---------- 掲載文 ----------
対人コミュニケーションのノウハウ

・あいさつの「先手」をとろう

●みんな意外とできていない

プライベートでもオフィシャルな場面でも、初対面では必ず「先手をとる」ことを心がけましょう。すなわち、第一声はなんとしてでもこちらからかけるようにするのです。これを意識的にやられている方はかなり少ないと思います。ゆえに、できる人とできない人で大きな差がついていきます。

あいさつは、相手を認める行為

あいさつの本質を知るには、「挨拶」という漢字の語源について知るのがいちばんです。「挨」という文字には、「押し開く」、「互いに心を開いて近づく」という意味があり、「拶」には、「迫る」、「すり寄る」といった意味があります。つまり、お互いに心を開いて相手に迫っていくことが「挨拶」なのです。この意識で人と向き合えば、好意は自分にも返ってきます。
---------- 表示データ ----------
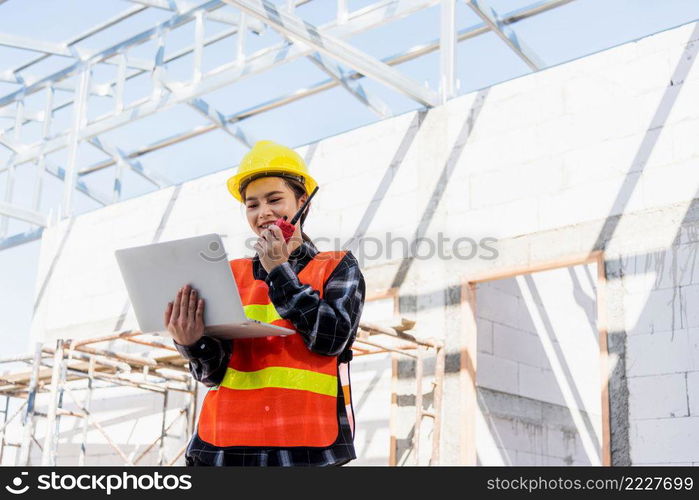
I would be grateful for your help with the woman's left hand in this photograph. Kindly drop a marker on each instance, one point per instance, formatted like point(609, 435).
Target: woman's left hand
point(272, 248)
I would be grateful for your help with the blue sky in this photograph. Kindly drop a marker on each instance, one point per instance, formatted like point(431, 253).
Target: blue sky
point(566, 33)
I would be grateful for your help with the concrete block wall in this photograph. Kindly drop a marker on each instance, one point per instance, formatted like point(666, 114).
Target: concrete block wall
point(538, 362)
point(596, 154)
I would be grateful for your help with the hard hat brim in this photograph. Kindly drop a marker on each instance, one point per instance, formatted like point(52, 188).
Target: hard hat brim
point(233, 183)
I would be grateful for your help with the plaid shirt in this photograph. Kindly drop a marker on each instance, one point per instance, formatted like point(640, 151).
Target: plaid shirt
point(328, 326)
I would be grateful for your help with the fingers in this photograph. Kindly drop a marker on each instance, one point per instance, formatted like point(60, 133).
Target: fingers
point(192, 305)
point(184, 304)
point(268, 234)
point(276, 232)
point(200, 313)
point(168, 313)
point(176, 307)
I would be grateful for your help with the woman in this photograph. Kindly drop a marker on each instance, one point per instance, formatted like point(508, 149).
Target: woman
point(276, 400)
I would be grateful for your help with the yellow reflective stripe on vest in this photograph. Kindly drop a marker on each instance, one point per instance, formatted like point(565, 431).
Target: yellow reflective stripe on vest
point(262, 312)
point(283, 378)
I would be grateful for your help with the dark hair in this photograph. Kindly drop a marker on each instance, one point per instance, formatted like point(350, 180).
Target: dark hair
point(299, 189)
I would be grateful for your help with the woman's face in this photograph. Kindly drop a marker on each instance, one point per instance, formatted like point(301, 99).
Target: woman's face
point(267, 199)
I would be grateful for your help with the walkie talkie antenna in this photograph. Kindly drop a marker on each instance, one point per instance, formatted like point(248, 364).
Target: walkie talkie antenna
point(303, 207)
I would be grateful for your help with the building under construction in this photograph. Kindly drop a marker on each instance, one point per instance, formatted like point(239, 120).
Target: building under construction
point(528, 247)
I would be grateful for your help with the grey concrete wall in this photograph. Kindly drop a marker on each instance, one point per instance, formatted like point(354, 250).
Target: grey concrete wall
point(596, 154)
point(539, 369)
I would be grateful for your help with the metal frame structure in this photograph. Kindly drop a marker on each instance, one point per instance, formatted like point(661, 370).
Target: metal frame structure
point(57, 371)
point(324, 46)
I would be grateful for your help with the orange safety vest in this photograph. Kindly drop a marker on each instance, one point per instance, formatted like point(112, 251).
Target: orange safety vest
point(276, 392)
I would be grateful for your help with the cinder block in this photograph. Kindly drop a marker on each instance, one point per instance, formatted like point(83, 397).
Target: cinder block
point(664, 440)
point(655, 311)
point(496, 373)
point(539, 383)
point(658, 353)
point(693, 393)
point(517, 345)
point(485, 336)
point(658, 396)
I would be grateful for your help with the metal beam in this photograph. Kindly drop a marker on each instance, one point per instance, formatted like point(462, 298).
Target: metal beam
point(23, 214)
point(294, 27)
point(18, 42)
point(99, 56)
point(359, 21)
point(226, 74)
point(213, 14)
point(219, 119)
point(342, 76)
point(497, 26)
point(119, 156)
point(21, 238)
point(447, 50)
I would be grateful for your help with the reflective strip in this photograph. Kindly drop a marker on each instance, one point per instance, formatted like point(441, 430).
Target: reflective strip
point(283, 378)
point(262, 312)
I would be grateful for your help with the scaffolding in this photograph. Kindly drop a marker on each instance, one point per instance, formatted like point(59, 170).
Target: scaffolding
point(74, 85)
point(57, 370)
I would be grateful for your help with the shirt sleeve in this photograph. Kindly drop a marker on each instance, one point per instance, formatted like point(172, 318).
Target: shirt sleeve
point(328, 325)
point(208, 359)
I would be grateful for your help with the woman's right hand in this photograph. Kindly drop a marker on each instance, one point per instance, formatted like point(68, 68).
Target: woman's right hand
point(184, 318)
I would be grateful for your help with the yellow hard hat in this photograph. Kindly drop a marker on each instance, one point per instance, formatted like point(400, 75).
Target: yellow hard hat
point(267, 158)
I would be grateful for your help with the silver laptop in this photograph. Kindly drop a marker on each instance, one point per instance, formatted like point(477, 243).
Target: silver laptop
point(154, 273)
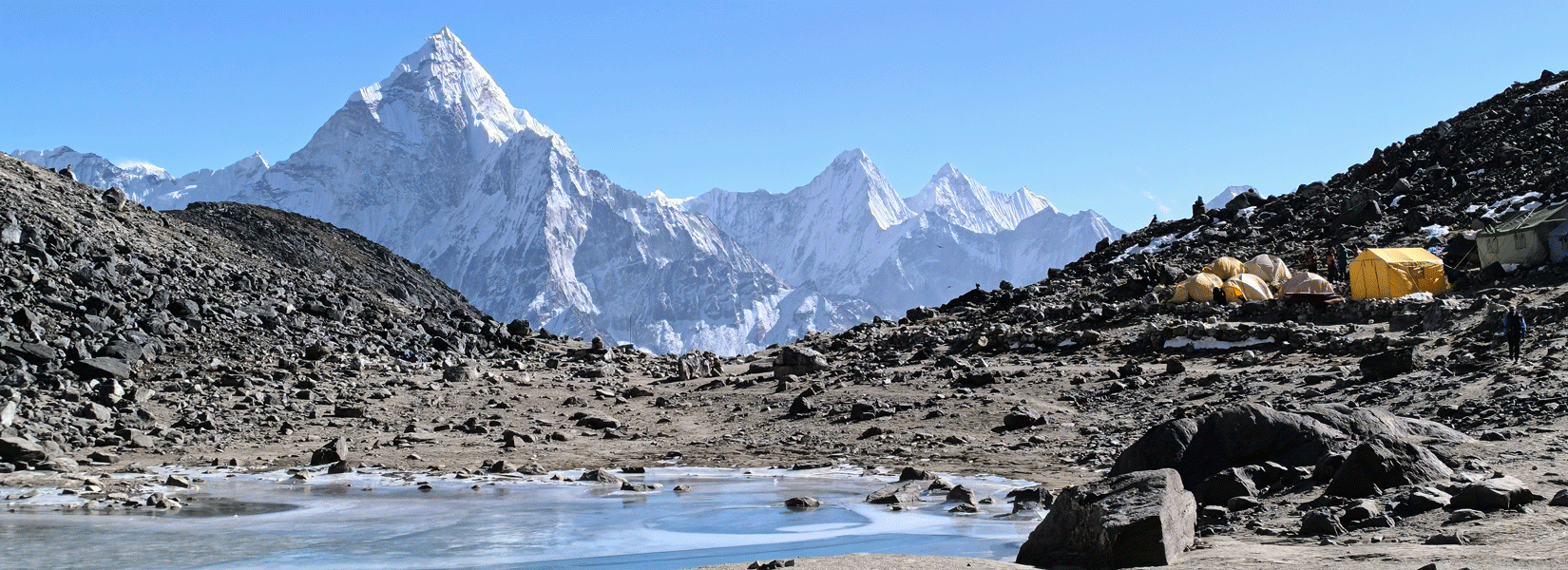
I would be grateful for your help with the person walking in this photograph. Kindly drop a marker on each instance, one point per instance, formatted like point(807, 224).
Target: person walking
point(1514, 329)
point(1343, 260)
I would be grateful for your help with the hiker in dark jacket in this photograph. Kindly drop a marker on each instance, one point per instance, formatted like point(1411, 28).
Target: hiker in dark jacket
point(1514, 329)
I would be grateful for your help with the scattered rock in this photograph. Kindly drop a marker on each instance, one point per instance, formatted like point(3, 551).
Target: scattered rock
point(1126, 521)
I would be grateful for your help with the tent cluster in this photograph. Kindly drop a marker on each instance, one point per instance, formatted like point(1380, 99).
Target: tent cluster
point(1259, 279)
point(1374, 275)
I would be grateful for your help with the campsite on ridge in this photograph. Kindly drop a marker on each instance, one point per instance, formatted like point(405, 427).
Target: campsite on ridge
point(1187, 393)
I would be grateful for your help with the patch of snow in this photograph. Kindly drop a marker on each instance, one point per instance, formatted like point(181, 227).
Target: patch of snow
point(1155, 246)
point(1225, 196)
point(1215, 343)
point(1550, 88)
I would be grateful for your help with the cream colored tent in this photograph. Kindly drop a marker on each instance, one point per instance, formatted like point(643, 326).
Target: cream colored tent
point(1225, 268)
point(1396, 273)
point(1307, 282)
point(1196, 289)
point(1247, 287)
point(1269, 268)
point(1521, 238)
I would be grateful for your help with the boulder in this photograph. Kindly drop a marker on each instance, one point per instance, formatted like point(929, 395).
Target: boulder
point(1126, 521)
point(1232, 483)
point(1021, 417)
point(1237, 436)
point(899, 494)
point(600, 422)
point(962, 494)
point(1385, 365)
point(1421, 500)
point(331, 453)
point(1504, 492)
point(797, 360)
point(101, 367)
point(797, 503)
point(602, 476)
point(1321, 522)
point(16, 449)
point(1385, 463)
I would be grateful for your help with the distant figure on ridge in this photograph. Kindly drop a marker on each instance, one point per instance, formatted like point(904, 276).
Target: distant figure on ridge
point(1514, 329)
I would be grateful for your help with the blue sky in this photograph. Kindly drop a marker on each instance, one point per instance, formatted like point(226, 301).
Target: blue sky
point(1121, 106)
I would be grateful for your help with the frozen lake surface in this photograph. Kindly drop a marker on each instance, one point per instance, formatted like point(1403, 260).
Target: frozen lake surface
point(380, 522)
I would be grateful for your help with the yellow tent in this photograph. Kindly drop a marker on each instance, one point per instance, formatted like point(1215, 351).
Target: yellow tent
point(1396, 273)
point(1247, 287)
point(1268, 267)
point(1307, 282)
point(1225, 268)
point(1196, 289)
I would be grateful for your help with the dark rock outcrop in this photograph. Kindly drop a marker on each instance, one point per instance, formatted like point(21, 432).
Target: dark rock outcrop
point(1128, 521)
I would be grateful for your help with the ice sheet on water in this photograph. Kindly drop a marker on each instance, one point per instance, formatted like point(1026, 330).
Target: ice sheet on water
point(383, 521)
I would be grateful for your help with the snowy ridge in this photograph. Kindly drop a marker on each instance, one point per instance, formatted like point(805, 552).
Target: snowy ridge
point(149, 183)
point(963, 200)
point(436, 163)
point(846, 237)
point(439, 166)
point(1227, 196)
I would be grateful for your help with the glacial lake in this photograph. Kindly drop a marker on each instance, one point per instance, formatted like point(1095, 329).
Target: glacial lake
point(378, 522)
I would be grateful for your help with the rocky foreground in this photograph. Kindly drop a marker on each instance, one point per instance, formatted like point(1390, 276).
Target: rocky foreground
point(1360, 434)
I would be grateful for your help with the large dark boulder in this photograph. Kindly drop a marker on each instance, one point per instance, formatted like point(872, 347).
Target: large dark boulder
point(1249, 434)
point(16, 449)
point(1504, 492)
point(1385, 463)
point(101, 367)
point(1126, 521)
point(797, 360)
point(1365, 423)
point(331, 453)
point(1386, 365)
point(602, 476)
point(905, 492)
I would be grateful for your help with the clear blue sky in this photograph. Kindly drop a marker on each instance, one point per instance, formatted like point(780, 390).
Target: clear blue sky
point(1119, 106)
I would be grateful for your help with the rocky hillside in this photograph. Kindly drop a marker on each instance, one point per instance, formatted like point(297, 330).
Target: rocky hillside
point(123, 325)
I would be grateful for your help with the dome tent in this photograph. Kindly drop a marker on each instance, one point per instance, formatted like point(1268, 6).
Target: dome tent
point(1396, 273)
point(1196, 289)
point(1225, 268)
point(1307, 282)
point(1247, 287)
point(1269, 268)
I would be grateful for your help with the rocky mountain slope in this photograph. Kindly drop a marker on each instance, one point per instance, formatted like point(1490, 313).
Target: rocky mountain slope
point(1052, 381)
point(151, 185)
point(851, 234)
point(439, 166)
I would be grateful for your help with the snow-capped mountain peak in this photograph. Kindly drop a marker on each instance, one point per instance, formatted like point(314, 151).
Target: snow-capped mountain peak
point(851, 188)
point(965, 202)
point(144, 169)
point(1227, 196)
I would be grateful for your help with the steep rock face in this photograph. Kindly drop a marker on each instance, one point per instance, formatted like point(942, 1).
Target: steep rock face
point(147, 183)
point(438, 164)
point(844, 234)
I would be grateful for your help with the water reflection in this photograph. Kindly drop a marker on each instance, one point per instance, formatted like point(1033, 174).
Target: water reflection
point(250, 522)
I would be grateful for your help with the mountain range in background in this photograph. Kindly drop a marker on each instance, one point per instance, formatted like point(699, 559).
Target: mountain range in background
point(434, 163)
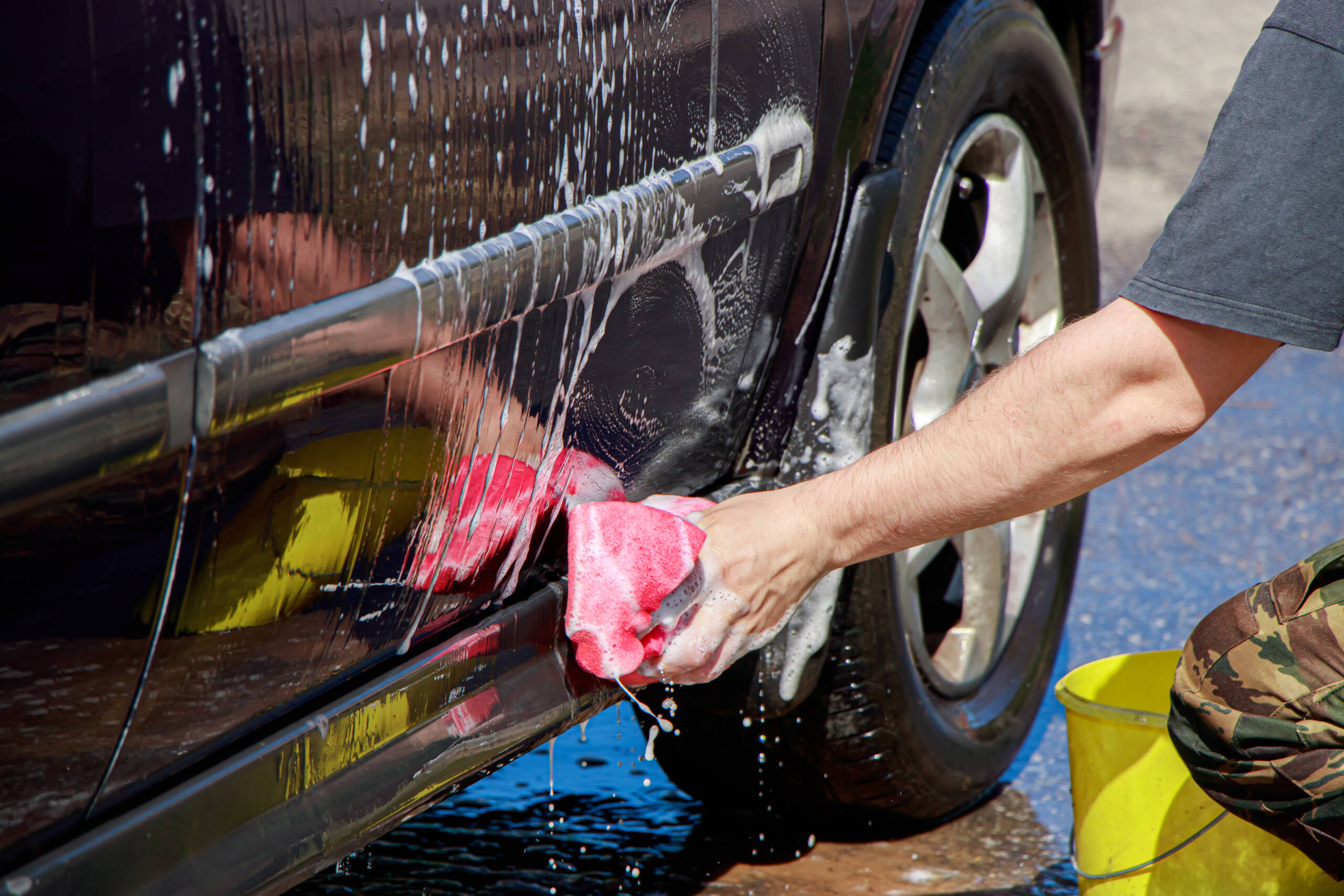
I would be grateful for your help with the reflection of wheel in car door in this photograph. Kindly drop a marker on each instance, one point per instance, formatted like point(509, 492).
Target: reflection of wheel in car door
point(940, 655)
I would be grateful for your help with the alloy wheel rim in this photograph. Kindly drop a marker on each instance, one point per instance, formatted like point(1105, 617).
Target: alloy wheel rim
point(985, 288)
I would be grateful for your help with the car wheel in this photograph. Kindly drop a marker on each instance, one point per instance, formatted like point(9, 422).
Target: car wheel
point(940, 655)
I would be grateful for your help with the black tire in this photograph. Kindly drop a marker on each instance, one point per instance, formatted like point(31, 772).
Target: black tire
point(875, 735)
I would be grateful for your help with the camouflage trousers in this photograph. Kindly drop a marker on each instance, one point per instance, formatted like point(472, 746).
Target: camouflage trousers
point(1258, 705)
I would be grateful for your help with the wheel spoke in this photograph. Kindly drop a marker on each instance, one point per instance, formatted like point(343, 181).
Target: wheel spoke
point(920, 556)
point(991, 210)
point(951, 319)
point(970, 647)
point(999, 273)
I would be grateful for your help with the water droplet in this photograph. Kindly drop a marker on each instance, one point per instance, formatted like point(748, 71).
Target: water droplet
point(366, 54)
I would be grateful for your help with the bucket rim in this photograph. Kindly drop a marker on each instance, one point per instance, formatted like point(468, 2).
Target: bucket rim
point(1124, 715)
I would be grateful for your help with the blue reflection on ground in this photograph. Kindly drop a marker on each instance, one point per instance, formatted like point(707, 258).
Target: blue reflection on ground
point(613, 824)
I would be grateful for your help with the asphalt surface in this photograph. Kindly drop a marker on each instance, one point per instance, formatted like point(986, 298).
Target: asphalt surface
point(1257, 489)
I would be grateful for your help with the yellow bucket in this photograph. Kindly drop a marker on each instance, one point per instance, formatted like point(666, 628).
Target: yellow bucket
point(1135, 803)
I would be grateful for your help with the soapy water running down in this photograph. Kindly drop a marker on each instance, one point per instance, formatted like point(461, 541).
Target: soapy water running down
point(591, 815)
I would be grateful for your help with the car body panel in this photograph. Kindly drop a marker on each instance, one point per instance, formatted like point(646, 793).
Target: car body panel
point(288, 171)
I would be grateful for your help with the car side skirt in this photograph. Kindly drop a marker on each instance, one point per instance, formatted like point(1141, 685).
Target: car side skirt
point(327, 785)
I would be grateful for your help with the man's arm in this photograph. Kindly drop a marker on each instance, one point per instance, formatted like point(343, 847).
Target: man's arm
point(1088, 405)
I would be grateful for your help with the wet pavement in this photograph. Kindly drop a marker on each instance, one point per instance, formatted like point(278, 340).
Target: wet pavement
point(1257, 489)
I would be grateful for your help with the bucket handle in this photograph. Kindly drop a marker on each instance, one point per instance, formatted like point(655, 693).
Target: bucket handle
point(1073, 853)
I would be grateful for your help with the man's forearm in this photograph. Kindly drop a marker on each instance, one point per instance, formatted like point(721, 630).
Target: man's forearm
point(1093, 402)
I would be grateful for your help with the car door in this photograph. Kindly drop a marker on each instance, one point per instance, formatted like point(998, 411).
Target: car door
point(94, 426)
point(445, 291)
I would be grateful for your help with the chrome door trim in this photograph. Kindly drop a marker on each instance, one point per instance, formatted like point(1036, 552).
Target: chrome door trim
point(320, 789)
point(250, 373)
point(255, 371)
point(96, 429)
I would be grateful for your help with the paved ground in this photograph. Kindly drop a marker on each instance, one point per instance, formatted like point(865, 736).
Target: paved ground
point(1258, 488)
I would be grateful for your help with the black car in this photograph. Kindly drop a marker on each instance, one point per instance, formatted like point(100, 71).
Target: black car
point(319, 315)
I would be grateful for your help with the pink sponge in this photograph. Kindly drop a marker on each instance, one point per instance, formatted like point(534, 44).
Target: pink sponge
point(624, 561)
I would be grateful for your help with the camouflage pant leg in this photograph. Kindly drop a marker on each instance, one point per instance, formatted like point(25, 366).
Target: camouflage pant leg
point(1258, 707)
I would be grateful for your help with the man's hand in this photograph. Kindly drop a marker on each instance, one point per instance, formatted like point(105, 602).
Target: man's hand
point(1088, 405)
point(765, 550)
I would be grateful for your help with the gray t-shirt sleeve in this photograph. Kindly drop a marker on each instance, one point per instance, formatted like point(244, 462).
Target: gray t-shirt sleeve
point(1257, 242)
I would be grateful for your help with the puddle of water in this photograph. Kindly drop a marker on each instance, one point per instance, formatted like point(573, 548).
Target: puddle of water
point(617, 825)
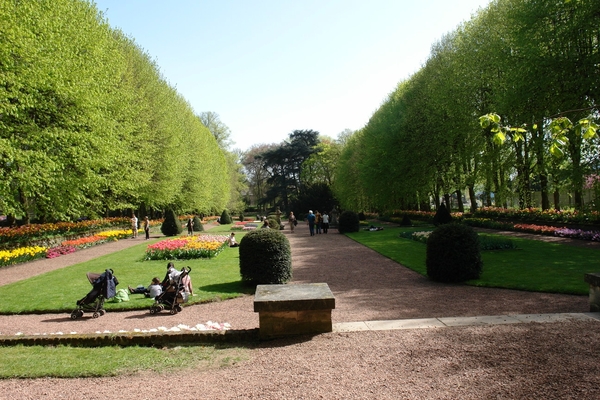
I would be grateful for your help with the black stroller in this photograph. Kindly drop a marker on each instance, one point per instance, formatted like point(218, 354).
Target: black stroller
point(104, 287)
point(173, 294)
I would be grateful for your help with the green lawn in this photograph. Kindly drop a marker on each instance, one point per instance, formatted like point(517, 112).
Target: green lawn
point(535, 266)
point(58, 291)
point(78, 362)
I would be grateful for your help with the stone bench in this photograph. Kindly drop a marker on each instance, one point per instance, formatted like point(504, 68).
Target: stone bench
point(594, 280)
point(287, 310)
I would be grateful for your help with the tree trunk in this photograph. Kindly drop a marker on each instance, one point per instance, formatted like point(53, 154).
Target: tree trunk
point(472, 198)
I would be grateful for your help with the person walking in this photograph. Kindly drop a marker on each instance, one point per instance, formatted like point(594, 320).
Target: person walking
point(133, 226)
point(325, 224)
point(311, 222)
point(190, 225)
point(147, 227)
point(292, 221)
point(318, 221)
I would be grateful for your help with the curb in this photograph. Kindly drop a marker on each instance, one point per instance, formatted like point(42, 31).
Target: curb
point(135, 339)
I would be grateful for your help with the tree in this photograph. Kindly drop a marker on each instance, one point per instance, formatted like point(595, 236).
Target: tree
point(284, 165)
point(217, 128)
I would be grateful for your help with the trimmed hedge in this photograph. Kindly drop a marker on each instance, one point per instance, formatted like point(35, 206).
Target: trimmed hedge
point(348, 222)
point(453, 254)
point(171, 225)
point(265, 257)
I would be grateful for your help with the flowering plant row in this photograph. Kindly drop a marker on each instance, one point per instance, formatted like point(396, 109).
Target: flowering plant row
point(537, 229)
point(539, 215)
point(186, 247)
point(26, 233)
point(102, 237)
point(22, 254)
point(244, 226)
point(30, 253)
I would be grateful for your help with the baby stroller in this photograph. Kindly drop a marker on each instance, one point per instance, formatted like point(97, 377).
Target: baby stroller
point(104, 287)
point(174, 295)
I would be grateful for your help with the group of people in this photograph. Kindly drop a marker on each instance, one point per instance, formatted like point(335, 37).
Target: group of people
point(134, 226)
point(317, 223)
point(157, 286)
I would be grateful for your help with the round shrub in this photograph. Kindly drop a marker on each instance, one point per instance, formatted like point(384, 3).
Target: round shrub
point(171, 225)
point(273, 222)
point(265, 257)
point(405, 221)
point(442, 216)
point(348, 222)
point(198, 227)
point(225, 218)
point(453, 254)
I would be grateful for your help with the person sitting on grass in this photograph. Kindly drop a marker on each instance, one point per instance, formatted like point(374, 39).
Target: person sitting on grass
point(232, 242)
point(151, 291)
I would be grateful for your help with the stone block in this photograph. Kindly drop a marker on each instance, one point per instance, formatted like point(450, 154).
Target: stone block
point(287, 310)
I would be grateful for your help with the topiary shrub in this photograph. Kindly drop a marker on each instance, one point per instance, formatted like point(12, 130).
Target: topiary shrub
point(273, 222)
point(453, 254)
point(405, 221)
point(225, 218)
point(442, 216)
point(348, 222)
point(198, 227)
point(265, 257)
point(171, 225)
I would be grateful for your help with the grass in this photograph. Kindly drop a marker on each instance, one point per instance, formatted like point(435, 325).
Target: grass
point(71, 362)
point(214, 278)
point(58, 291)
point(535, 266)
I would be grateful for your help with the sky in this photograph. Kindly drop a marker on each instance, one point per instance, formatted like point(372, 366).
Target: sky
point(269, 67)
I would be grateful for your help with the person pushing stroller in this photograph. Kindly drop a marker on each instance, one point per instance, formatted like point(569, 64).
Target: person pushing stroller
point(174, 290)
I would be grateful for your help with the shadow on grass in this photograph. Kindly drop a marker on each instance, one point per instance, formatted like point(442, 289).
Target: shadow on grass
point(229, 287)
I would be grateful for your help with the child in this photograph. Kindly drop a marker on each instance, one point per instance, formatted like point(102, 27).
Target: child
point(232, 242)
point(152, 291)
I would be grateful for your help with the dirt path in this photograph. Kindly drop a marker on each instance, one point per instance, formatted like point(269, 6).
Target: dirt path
----------
出題 » あいさつについての文章を、「プライベートでもオフィシャル」を含む語句から始め、「好意は自分にも返ってきます。」まで一字一句違えずに書き写してください。 データは使わない。

解答例 »
プライベートでもオフィシャルな場面でも、初対面では必ず「先手をとる」ことを心がけましょう。すなわち、第一声はなんとしてでもこちらからかけるようにするのです。これを意識的にやられている方はかなり少ないと思います。ゆえに、できる人とできない人で大きな差がついていきます。

あいさつは、相手を認める行為

あいさつの本質を知るには、「挨拶」という漢字の語源について知るのがいちばんです。「挨」という文字には、「押し開く」、「互いに心を開いて近づく」という意味があり、「拶」には、「迫る」、「すり寄る」といった意味があります。つまり、お互いに心を開いて相手に迫っていくことが「挨拶」なのです。この意識で人と向き合えば、好意は自分にも返ってきます。